* Brano *
**********

In Congo, la gente non ama essere ritratta: gli scatti, è meglio non rubarli; non sai come potrebbe andare a finire. Ricordo la volta in cui siamo andati al parco di Conkouati: proprio come noi, un camion zeppo di gente (come quello in questo post), stava aspettando il barcone che li avrebbe traghettati sulla sponda opposta del fiume. Nell’attesa, siamo scesi dalle auto; una ragazza della nostra comitiva aveva la Reflex al collo ma non stava scattando foto, né aveva intenzione di farlo. Eppure alcuni uomini sul camion hanno cominciato a inveire contro di lei, sono scesi e hanno preso a strattonarle la macchina. “Nous ne sommes pas des animaux” – non siamo animali, dicevano. Per placarli ha dovuto sganciare denaro e, naturalmente, mettere via la Reflex.
A fronte di episodi come questo, le uniche persone che ho immortalato sono i bimbi dei villaggi lungo il fiume Congo, dal sorriso velato da un’ombra di saggezza precoce, e la signora che guidava la nostra piroga sul fiume, con la quale avevamo sviluppato quel briciolo di confidenza necessaria per chiederle la cortesia di una foto.

**********

Secondo il brano sul Congo, quali sono le uniche persone che l'autore ha fotografato? I record qui riportati non hanno alcun ruolo in questo lavoro.

**********

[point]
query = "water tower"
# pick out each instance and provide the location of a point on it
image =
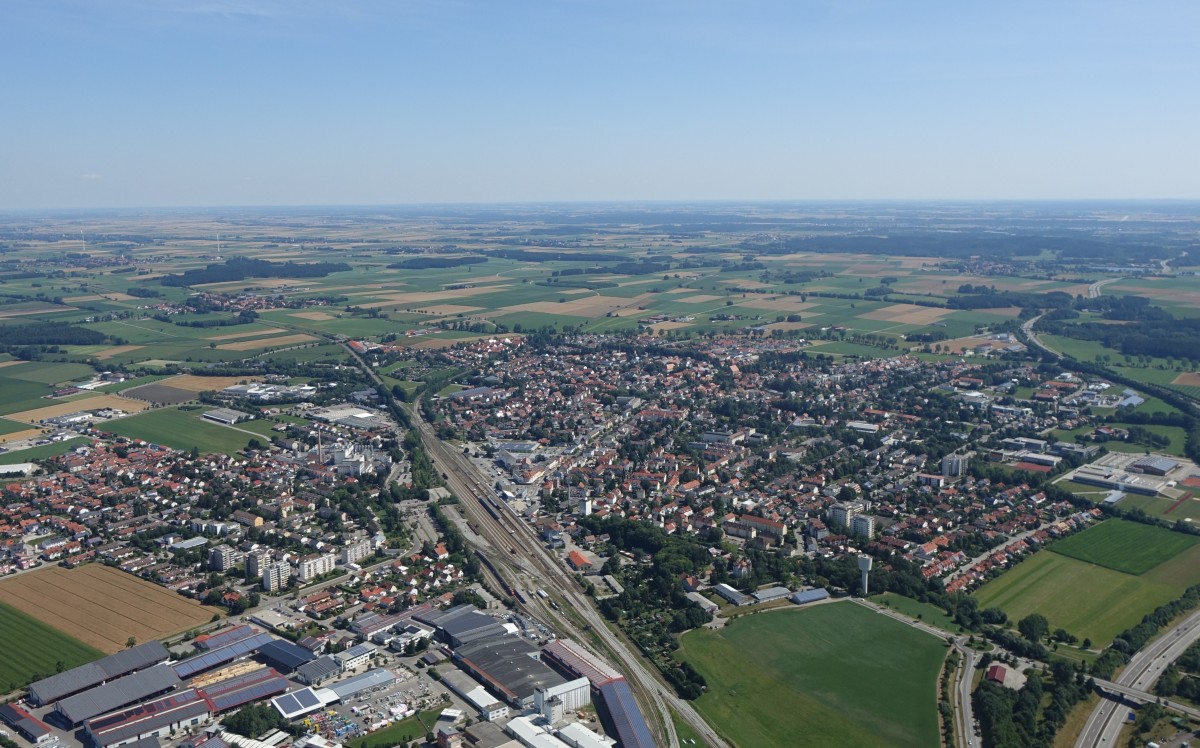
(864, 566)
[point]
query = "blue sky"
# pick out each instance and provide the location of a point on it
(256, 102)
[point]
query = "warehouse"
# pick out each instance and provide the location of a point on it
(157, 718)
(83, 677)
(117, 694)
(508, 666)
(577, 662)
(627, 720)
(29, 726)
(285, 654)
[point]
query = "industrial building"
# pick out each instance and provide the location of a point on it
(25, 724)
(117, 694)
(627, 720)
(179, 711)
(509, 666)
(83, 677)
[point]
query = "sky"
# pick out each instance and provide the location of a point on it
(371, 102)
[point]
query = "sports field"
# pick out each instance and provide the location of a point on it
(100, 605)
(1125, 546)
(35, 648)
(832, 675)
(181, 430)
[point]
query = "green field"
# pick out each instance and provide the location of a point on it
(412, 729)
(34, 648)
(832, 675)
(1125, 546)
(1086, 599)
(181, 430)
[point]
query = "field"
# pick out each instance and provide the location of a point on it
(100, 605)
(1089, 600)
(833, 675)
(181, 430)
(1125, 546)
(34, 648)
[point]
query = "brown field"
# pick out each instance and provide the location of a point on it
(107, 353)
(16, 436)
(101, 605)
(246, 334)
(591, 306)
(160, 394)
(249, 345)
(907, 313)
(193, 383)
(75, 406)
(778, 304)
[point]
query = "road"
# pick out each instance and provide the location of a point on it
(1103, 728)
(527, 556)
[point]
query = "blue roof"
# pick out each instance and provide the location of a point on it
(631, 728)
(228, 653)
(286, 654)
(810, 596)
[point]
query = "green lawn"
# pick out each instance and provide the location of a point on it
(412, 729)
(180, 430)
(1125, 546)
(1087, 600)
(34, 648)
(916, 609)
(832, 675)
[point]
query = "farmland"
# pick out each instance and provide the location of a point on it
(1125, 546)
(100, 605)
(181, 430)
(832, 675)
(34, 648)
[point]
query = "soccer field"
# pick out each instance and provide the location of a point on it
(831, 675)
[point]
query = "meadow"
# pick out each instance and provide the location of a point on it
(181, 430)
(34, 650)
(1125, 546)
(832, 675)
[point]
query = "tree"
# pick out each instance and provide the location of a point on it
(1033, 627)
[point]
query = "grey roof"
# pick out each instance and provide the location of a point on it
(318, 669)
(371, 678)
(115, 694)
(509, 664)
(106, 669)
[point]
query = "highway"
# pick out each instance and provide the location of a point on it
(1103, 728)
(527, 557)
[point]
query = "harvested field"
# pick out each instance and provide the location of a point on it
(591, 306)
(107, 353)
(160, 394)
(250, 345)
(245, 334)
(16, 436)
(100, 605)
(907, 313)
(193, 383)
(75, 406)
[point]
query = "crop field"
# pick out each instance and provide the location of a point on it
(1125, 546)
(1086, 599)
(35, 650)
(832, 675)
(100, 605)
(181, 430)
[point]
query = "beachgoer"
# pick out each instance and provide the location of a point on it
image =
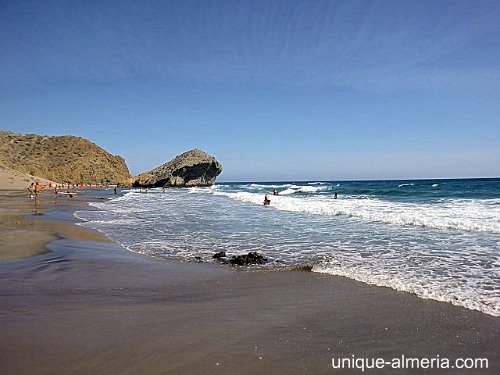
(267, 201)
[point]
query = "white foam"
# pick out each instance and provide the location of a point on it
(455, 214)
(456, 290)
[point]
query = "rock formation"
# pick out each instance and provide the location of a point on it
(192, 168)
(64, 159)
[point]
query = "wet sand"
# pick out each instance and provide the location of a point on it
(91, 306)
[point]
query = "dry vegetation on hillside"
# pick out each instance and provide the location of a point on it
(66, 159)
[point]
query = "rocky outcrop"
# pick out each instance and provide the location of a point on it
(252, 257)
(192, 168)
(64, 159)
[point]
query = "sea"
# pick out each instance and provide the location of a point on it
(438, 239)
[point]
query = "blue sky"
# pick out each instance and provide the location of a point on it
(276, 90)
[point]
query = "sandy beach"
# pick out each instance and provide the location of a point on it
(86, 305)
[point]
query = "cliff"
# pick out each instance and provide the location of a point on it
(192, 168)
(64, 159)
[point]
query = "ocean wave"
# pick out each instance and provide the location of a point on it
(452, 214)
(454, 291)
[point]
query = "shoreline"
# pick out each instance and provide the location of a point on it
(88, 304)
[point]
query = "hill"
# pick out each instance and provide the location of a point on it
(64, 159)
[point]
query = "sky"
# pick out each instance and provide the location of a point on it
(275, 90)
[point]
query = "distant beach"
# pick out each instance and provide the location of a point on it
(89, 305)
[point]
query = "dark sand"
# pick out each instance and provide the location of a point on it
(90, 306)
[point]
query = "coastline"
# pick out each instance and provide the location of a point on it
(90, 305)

**********

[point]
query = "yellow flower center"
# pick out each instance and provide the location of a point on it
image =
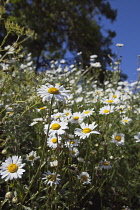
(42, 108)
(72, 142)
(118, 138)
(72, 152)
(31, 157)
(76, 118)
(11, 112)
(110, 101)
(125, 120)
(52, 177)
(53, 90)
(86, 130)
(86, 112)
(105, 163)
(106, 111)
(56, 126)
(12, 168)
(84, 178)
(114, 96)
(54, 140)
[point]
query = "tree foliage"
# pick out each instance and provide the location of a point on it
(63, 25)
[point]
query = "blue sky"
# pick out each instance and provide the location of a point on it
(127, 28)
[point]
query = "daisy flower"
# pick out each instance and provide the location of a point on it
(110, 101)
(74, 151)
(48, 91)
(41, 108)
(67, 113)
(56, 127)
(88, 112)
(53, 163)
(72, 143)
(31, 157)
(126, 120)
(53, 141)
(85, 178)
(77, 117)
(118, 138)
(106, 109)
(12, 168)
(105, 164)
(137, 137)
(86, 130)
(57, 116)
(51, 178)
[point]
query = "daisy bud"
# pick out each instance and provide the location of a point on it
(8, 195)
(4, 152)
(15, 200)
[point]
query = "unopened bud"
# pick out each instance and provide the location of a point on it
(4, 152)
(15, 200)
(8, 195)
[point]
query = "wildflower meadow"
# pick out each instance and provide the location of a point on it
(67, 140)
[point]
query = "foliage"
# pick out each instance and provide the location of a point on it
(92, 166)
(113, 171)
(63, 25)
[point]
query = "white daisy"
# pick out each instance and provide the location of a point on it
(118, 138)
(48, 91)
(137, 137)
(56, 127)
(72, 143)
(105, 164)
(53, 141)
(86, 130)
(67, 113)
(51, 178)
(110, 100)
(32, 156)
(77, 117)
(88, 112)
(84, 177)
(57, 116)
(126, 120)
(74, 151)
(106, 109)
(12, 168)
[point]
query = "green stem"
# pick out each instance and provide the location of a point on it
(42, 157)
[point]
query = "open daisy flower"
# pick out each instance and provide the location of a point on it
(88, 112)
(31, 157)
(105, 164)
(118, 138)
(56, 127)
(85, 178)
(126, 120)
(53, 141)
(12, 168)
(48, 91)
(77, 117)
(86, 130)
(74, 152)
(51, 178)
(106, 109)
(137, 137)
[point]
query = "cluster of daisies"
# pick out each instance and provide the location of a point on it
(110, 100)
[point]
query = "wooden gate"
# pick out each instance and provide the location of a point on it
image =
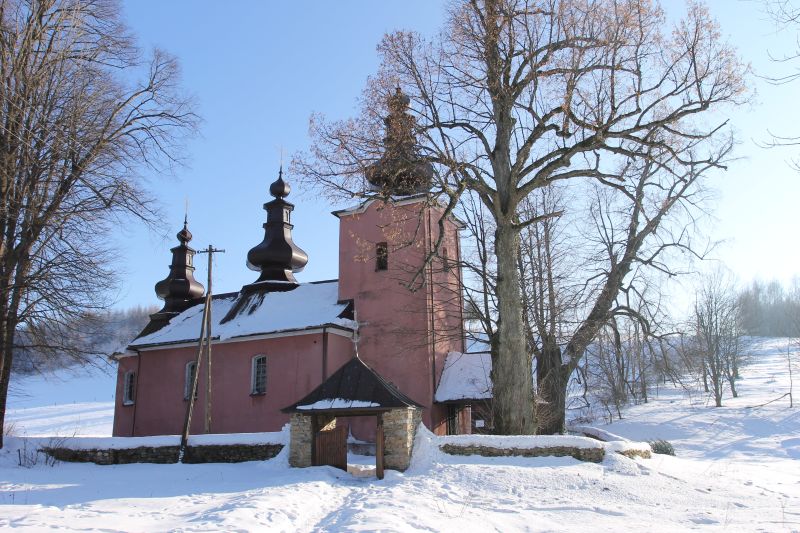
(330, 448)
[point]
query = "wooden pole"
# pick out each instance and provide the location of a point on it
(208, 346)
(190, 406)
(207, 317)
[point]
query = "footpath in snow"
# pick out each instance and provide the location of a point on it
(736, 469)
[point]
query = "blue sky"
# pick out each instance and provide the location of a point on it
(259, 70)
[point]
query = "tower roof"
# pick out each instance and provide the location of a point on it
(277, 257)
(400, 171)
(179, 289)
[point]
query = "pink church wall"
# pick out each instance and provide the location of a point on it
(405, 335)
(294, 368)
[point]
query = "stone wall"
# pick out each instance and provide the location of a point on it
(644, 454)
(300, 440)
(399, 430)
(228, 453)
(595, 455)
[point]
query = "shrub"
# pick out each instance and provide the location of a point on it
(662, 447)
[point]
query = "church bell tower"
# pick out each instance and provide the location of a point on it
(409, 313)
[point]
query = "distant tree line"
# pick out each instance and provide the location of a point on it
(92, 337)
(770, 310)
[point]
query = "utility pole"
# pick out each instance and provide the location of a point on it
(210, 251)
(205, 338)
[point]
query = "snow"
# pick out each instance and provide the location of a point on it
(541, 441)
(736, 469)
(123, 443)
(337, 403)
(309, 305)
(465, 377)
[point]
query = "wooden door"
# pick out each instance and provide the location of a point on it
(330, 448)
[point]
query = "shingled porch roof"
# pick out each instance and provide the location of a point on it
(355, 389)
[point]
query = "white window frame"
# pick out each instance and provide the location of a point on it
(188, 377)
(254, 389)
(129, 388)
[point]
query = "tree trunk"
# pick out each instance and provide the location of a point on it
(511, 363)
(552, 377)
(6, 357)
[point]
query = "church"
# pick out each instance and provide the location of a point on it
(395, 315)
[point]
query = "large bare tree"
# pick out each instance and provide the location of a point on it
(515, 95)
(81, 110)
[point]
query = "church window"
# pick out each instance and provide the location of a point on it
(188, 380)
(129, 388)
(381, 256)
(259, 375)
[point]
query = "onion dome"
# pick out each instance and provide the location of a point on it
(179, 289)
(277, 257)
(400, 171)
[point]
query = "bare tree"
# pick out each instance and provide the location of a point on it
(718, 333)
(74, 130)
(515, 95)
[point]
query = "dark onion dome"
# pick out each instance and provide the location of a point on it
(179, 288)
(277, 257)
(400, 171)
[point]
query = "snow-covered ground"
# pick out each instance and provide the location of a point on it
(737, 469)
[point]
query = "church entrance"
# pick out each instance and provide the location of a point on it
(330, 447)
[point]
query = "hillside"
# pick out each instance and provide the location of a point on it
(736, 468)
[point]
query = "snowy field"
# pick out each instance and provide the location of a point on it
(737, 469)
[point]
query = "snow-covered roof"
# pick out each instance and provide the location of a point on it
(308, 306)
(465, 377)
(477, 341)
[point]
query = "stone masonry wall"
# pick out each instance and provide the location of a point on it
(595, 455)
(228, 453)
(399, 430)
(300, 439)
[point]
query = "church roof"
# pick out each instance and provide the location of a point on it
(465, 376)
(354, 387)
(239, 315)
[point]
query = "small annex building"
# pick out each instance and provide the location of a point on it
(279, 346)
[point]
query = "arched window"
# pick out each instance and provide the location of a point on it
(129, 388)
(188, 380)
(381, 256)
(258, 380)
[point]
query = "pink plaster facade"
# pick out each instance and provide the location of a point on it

**********

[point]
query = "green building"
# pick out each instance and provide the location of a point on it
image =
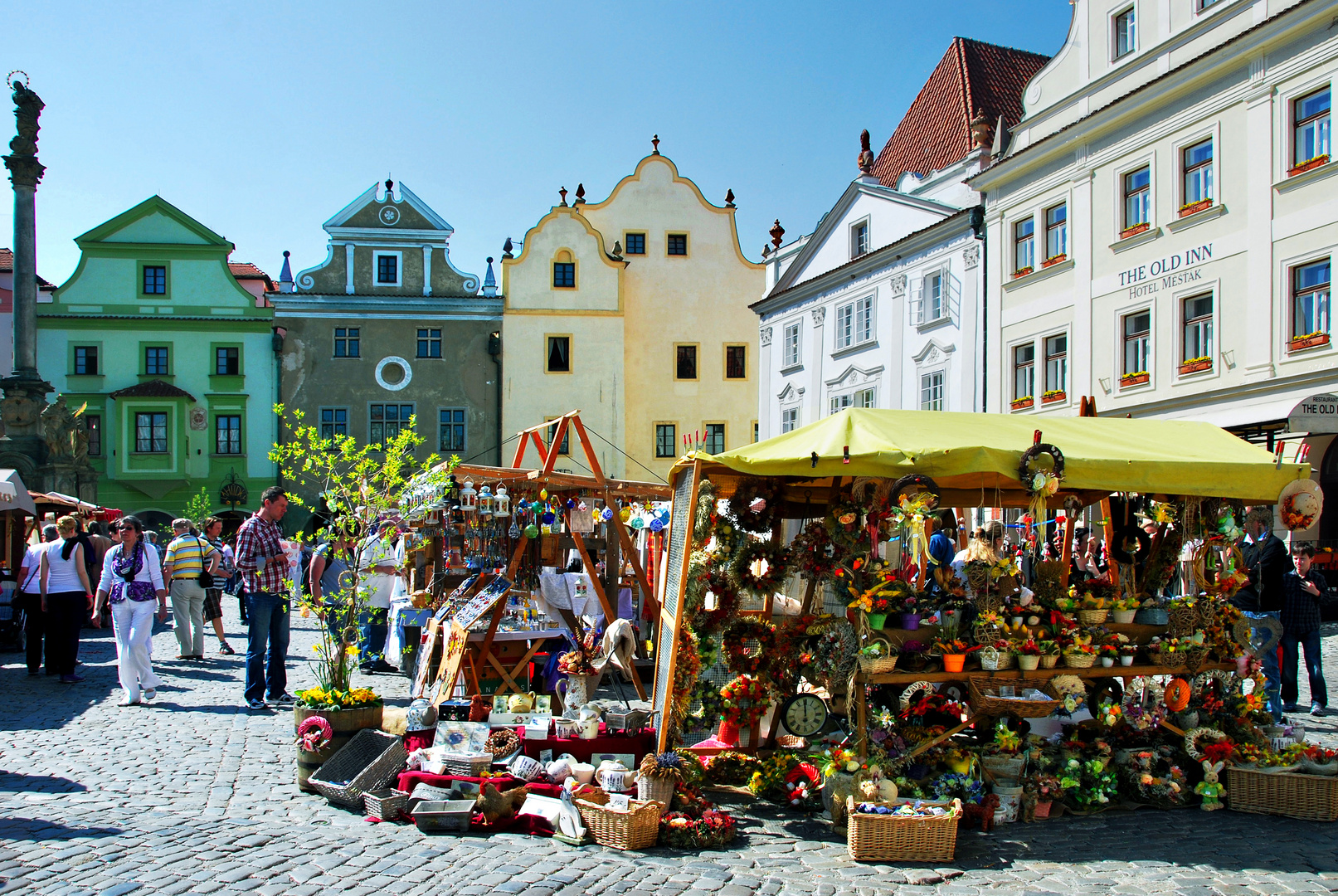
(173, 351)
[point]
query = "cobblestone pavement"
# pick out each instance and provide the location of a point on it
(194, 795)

**********

* Compito svolto *
I bimbi dei villaggi lungo il fiume Congo e la signora che guidava la piroga sul fiume.